-------- RECORDS

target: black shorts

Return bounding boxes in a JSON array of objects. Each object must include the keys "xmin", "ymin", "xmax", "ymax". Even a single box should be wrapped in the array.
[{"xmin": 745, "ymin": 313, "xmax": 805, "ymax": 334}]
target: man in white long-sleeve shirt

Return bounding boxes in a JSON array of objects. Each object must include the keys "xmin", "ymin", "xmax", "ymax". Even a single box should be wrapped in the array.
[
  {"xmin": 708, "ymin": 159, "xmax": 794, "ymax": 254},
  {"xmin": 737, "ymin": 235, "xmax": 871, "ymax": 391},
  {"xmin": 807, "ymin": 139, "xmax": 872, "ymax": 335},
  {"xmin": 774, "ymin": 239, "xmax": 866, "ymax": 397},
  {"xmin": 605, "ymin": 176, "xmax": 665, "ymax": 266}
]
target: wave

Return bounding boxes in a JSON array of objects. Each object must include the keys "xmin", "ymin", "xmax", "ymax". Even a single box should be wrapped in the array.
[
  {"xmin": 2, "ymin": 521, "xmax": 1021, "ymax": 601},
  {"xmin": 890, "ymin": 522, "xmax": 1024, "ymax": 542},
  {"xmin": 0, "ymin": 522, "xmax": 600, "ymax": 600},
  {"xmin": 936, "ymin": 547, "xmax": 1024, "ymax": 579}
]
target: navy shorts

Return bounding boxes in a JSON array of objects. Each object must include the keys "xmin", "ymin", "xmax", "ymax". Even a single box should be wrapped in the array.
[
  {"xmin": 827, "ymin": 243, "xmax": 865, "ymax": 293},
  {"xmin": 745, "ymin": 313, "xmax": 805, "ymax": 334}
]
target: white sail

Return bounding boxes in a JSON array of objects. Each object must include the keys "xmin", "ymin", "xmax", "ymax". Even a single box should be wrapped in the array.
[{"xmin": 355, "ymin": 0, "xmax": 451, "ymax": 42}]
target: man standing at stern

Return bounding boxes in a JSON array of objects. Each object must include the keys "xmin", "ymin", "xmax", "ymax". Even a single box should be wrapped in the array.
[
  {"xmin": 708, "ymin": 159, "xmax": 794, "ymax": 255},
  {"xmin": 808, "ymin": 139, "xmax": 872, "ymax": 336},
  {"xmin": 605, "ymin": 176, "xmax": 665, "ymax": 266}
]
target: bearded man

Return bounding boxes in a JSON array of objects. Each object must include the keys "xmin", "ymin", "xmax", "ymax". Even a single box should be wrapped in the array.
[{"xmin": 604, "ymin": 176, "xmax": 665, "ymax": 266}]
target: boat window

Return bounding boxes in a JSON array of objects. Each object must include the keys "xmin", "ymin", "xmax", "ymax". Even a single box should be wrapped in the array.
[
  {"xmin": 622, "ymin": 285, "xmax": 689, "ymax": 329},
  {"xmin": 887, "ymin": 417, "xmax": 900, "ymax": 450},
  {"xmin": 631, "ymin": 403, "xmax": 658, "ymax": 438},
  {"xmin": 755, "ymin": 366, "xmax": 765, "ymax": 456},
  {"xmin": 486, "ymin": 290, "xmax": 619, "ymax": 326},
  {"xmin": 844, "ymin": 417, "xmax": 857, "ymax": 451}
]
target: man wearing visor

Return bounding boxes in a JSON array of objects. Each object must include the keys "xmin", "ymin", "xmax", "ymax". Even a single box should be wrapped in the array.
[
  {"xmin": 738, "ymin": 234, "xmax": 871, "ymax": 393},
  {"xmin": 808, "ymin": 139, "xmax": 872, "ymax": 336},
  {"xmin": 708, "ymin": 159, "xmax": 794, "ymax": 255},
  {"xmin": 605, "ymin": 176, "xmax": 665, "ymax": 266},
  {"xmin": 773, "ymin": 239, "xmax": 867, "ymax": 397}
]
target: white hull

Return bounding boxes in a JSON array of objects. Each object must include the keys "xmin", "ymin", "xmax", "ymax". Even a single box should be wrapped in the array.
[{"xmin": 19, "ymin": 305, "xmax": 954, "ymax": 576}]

----------------

● **WORK INSTRUCTIONS**
In full and without change, transcribe the entries.

● **ANSWER SPACE**
target: black shorts

Return bounding boxes in a JSON array of objects. Each object must include the keys "xmin", "ymin", "xmax", "ymax". Even a single box should be wrapped in the array.
[{"xmin": 745, "ymin": 313, "xmax": 805, "ymax": 334}]
target: man in white long-sleeve shirt

Return bounding boxes in a JSON array of objects. Each object must include the keys "xmin", "ymin", "xmax", "ymax". Even a single box should be wrapped in the array.
[
  {"xmin": 708, "ymin": 159, "xmax": 794, "ymax": 254},
  {"xmin": 737, "ymin": 235, "xmax": 871, "ymax": 391},
  {"xmin": 807, "ymin": 139, "xmax": 872, "ymax": 335},
  {"xmin": 774, "ymin": 239, "xmax": 866, "ymax": 397},
  {"xmin": 605, "ymin": 176, "xmax": 665, "ymax": 266}
]
target: wave

Return bounding boxes in a JSON array of objects. Each object must include the keys "xmin", "ymin", "xmax", "ymax". Even a single box should be wrapped in the array.
[
  {"xmin": 2, "ymin": 521, "xmax": 1021, "ymax": 601},
  {"xmin": 890, "ymin": 522, "xmax": 1024, "ymax": 542},
  {"xmin": 0, "ymin": 522, "xmax": 600, "ymax": 600},
  {"xmin": 936, "ymin": 547, "xmax": 1024, "ymax": 579}
]
target: navy shorts

Return bounding boxes in a JSON array of objects. Each object must include the keys "xmin", "ymin", "xmax", "ymax". Even a single box should be wrapped in the array.
[
  {"xmin": 827, "ymin": 243, "xmax": 865, "ymax": 293},
  {"xmin": 745, "ymin": 313, "xmax": 805, "ymax": 334}
]
target: white sail

Return bounding boxes in a JSON array of objects. Each object must include the keys "xmin", "ymin", "xmax", "ymax". Even a single box should be wrapped in the array.
[{"xmin": 355, "ymin": 0, "xmax": 451, "ymax": 42}]
target: man standing at stern

Return bounding boxes in a JSON array of objects. Each object must include the keys "xmin", "ymin", "xmax", "ymax". Even a single box should be wrapped in the array.
[
  {"xmin": 708, "ymin": 159, "xmax": 794, "ymax": 255},
  {"xmin": 808, "ymin": 139, "xmax": 872, "ymax": 336},
  {"xmin": 605, "ymin": 176, "xmax": 665, "ymax": 266}
]
target: bearded man

Return bounding boxes in a JSON array of objects. Each object must include the keys "xmin", "ymin", "xmax", "ymax". Even a single box should be wrapped in the array.
[{"xmin": 604, "ymin": 176, "xmax": 665, "ymax": 266}]
target: boat window

Return bounding boxes in a JSON array of objects. Each object must include the keys "xmin", "ymin", "xmax", "ymax". Even a single box should be wrapped in the array.
[
  {"xmin": 622, "ymin": 285, "xmax": 689, "ymax": 329},
  {"xmin": 887, "ymin": 417, "xmax": 900, "ymax": 450},
  {"xmin": 631, "ymin": 403, "xmax": 658, "ymax": 438},
  {"xmin": 755, "ymin": 366, "xmax": 765, "ymax": 456},
  {"xmin": 486, "ymin": 290, "xmax": 619, "ymax": 326},
  {"xmin": 844, "ymin": 417, "xmax": 857, "ymax": 451}
]
target: man wearing visor

Return bounding boxes in a JSON array of objects. Each object must include the keys "xmin", "ymin", "xmax", "ymax". Even a single box should be wrapped in the array.
[
  {"xmin": 738, "ymin": 234, "xmax": 871, "ymax": 393},
  {"xmin": 808, "ymin": 139, "xmax": 872, "ymax": 336},
  {"xmin": 708, "ymin": 159, "xmax": 794, "ymax": 255},
  {"xmin": 605, "ymin": 176, "xmax": 665, "ymax": 266},
  {"xmin": 773, "ymin": 239, "xmax": 867, "ymax": 397}
]
target: white hull

Return bounding boxes in a JSON array of objects. Each object must include the keys "xmin", "ymin", "xmax", "ymax". Even a single box should be wrapped in the array.
[{"xmin": 19, "ymin": 305, "xmax": 954, "ymax": 576}]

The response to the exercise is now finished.